Sanofi abandons Maze Pompe deal after FTC lawsuit

red light

Signs that the Federal Trade Commission (FTC) in the US may be softening its stance on pharma deals seem to have been misread, as the regulator has now sued to block Sanofi’s planned takeover of a Maze Therapeutics drug – even though it is still in early clinical development.

The FTC said Sanofi’s $755 million deal to acquire Maze’s MZE001 for rare inherited disorder Pompe disease “would eliminate a nascent competitor” to Sanofi’s current Pompe drugs Nexviazyme and Myozyme/Lumizyme and could “stall innovation and deprive patients of lower drug prices.”

“Sanofi’s acquisition of Maze’s Pompe disease drug threatens to deprive patients of a new, innovative treatment and maintain a status quo of exorbitant pricing for essential life-saving medicines,” said Nate Soderstrom, acting deputy director of the FTC’s Bureau of Competition.

“The FTC is challenging Sanofi’s deal with Maze because it’s critical that patients and doctors have access to innovative, affordable treatment options.”

Sanofi agreed to pay $150 million upfront earlier this year for rights to glycogen synthase 1 (GYS1) inhibitor MZE001, which recently cleared a phase 1 trial, as well as backup compounds in the same class. It is vying to become the first oral therapy for the disease. Rather than go through a lengthy litigation process, Sanofi has opted to abandon the deal altogether.

There’s no doubt that Sanofi, via its Genzyme unit, is one of the leading providers of drug therapies for Pompe disease, a glycogen storage disorder caused by a deficiency in the enzyme acid alfa glucosidase (GAA) that results in progressive weakness in the heart and skeletal muscles. The company made around $1.3 billion in sales of Myozyme (alglucosidase alfa) and Nexviazyme (avalglucosidase alfa) – which are both enzyme replacement therapies (ERTs) – in 2022.

According to the FTC complaint, which also cites Genzyme, that makes it a “monopoly supplier” of FDA-approved drugs to treat the disease and it is seeking a preliminary injunction to prevent the deal going through.

MZE001 works in a different way, inhibiting the formation of glycogen, which has to be broken down in the body by GAA to prevent toxic effects. Maze has said that can result in a more complete blockade of glycogen accumulation than ERT, which should translate to increased efficacy. It was due to start phase 2 testing in the coming months.

In a statement, Sanofi said it “respectfully disagrees” with the FTC action, claiming that it “delays potential advancements that could impact the lives of patients.”

There has been a lot of talk in the industry in the past year of an increasingly interventionist stance taken by the FTC on pharma M&A deals, thrust into the spotlight by its blockade of Amgen’s $28 billion takeover of Horizon Therapeutics earlier this year and an order to dismantle Illumina’s already-completed acquisition of cancer diagnostic company Grail.

The Amgen/Horizon deal was eventually allowed through after a settlement was reached in September that prevented the case from going to trial, with Amgen prohibited from bundling any of its medicines with either of Horizon’s two marketed products when reaching formulary access agreements with insurers and pharmacies.

The Illumina/Grail verdict is being challenged in the courts, while Pfizer’s recently announced $43 billion acquisition of Seagen still remains under scrutiny. The Sanofi/Maze action is notable because it is small and involves an early-stage project, suggesting the FTC may now be casting its net wider.

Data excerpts
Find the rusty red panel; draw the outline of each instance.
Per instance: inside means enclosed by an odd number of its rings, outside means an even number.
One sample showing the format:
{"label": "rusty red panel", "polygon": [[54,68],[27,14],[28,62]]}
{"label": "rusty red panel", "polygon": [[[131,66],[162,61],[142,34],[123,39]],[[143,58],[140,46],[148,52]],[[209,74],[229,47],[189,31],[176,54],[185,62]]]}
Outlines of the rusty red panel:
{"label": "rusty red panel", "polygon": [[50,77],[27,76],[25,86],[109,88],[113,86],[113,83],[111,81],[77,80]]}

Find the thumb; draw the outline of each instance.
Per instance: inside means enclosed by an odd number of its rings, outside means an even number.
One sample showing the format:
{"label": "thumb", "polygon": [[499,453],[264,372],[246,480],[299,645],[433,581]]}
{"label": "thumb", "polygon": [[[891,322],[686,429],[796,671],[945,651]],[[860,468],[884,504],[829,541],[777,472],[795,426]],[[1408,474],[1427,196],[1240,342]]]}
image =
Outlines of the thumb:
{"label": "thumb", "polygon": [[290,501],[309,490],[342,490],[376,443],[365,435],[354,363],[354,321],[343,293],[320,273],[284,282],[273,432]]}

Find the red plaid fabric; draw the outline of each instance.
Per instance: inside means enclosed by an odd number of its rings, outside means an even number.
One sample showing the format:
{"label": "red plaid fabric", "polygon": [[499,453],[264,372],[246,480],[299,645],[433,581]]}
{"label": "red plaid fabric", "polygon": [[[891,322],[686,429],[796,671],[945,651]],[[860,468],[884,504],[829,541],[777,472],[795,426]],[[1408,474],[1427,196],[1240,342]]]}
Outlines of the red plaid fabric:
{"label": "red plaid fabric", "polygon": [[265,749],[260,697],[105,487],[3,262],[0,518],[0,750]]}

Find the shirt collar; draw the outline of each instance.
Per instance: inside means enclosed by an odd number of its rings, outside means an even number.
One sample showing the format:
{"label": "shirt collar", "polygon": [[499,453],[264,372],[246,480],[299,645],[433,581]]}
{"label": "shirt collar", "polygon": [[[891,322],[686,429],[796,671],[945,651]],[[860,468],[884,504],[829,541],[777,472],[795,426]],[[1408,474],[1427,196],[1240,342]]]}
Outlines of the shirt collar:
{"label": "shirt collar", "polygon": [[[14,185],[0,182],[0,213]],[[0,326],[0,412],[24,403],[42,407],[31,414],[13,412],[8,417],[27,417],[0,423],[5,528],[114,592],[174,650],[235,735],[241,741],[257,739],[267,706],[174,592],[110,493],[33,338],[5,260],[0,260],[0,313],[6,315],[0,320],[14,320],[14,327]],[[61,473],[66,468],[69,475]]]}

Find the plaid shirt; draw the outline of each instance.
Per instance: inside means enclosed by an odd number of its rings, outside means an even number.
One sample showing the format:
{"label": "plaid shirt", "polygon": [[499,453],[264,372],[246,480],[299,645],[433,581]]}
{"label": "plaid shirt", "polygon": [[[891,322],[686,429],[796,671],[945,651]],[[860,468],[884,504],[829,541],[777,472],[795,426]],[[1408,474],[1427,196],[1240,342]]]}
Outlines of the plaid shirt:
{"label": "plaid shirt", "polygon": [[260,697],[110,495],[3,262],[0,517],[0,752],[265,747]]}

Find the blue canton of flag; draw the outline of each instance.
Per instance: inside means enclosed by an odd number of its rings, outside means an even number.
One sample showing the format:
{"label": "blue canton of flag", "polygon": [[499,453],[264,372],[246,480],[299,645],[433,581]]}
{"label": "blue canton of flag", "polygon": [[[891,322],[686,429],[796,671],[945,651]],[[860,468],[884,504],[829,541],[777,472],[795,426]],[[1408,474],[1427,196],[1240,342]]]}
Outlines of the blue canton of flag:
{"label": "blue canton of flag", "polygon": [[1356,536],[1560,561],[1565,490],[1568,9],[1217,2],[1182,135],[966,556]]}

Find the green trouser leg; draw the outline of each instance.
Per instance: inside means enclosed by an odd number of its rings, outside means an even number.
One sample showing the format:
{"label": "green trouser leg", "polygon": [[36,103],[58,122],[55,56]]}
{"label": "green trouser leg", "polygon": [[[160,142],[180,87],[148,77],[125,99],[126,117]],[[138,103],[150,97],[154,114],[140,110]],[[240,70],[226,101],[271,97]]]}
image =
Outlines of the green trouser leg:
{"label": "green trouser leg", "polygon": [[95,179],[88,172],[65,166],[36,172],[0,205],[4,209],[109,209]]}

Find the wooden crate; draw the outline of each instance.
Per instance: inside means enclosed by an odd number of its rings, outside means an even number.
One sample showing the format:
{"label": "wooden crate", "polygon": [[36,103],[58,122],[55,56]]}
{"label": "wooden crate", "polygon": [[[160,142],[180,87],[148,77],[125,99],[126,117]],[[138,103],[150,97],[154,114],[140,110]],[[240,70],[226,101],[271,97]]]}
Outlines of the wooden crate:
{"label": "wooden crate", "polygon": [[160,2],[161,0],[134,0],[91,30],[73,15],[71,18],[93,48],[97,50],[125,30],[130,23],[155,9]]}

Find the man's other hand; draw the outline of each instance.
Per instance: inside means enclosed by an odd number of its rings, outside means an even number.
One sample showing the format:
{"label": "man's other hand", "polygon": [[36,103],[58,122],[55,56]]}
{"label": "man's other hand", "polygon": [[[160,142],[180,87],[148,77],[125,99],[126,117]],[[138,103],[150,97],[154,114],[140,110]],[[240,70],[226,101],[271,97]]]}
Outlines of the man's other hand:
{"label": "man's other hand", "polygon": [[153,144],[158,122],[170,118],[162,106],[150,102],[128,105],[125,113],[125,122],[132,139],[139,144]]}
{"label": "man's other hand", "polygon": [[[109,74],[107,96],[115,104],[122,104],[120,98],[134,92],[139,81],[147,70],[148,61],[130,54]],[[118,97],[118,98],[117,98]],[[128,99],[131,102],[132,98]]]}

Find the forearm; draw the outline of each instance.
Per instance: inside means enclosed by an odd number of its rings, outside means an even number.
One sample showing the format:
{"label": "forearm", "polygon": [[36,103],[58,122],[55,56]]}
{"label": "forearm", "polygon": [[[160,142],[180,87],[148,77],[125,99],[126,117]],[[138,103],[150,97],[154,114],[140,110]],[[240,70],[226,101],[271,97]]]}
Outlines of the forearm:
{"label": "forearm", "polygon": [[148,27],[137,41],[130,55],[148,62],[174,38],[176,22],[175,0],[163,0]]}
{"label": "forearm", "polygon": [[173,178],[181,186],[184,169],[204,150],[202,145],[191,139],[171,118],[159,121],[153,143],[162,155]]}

■ **Instructions for the task**
Reproduce word for word the part of the Sanofi–Maze news article starting with "Sanofi abandons Maze" and going on through "Bureau of Competition.".

■ **Task solution**
Sanofi abandons Maze Pompe deal after FTC lawsuit

red light

Signs that the Federal Trade Commission (FTC) in the US may be softening its stance on pharma deals seem to have been misread, as the regulator has now sued to block Sanofi’s planned takeover of a Maze Therapeutics drug – even though it is still in early clinical development.

The FTC said Sanofi’s $755 million deal to acquire Maze’s MZE001 for rare inherited disorder Pompe disease “would eliminate a nascent competitor” to Sanofi’s current Pompe drugs Nexviazyme and Myozyme/Lumizyme and could “stall innovation and deprive patients of lower drug prices.”

“Sanofi’s acquisition of Maze’s Pompe disease drug threatens to deprive patients of a new, innovative treatment and maintain a status quo of exorbitant pricing for essential life-saving medicines,” said Nate Soderstrom, acting deputy director of the FTC’s Bureau of Competition.